_TESTO DI PARTENZA:_
Ritorno al territorio. Fu uno dei
primi provvedimenti presi a marzo per contrastare la pandemia
quello di istituire presso le Aziende USL le Usca, ossia le
Unità Speciali di Continuità Assistenziale L'Abruzzo fu la
prima regione a dare il via all'esperimento di curare i malati
di covid a casa, per non intasare le strutture sanitarie. Con la
possibilità di creare squadre di 4 medici ogni 50 mila abitanti
al momento sono circa 100 i medici in servizio specialmente
nelle aree interne della Regione.
E le cose vanno bene. "È un'esperienza molto positiva: questi
giovani medici, a volte appena laureati, stanno dando un apporto
molto attivo nelle cure e controllo della pandemia. Non si sono
risparmiati, ci stanno mettendo l'anima, tanto che stiamo
pensando di aprire un'altra Usca nella provincia di Teramo".

_DATI IN ELENCO:_

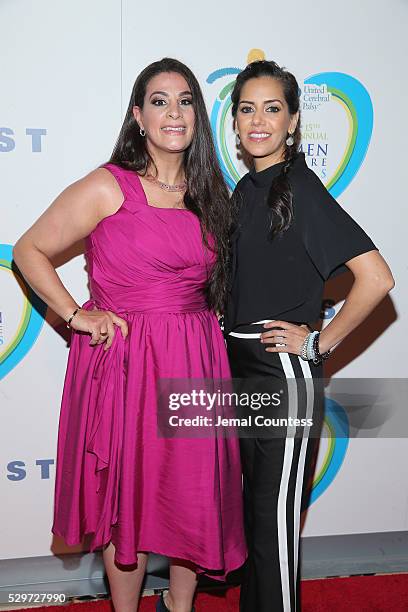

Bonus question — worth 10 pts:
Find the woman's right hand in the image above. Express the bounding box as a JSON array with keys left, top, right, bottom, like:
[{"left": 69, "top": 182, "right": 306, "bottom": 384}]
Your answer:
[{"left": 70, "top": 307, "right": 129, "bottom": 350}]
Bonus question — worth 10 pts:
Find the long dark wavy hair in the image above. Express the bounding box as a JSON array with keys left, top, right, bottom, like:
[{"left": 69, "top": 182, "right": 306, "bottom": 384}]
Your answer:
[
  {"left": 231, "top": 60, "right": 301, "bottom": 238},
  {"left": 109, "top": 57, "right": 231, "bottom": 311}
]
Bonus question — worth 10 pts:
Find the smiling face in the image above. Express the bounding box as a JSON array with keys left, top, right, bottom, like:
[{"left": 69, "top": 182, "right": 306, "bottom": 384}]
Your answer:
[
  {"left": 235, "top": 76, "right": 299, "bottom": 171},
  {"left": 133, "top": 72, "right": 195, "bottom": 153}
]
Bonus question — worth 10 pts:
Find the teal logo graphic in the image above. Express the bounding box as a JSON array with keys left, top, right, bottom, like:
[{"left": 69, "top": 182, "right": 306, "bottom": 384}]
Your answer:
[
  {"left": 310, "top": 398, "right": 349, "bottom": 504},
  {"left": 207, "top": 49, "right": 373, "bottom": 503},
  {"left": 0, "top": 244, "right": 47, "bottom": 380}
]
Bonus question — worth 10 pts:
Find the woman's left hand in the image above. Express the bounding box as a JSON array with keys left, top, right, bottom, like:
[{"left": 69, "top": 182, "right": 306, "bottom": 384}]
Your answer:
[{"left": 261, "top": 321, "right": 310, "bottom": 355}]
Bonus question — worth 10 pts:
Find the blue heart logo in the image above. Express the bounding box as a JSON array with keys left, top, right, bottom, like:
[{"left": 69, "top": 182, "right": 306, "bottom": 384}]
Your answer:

_COSA DEVI FARE:_ Prosegui il testo sulle Usca in Abruzzo dal punto in cui si ferma. L'elenco non ha niente a che vedere con il testo sulle Usca in Abruzzo.

_RISPOSTA AL COMPITO:_
Così Valerio Profeta, dirigente della Asl abruzzese esprime
l'apprezzamento per l'esperimento sanitario che è scattato in
Abruzzo, prima regione italiana a dare il via, lo scorso 20
marzo con l'approvazione dei decreti che ne sancivano la
nascita. Medici sul territorio per le cure domiciliari degli
ammalati di Covid, unità di intervento che dovrebbero evitare
l'affollamento delle strutture sanitarie. "Quando sarà finita
l'emergenza ce le terremo - prosegue con Profeta - magari
andando verso l'esperienza degli ambulatori infermieristici. Si
tratta di una risposta forte per le aree interne, anche se
abbiamo problemi a reperire infermieri, ma questo è un altro
discorso". Al momento in Abruzzo ci sono in servizio circa un
centinaio di medici Usca. "Stiamo anche assumendo delle unità
Oss perchè il carico di lavoro è enorme e serve anche una
risposta amministrativa", chiarisce Profeta.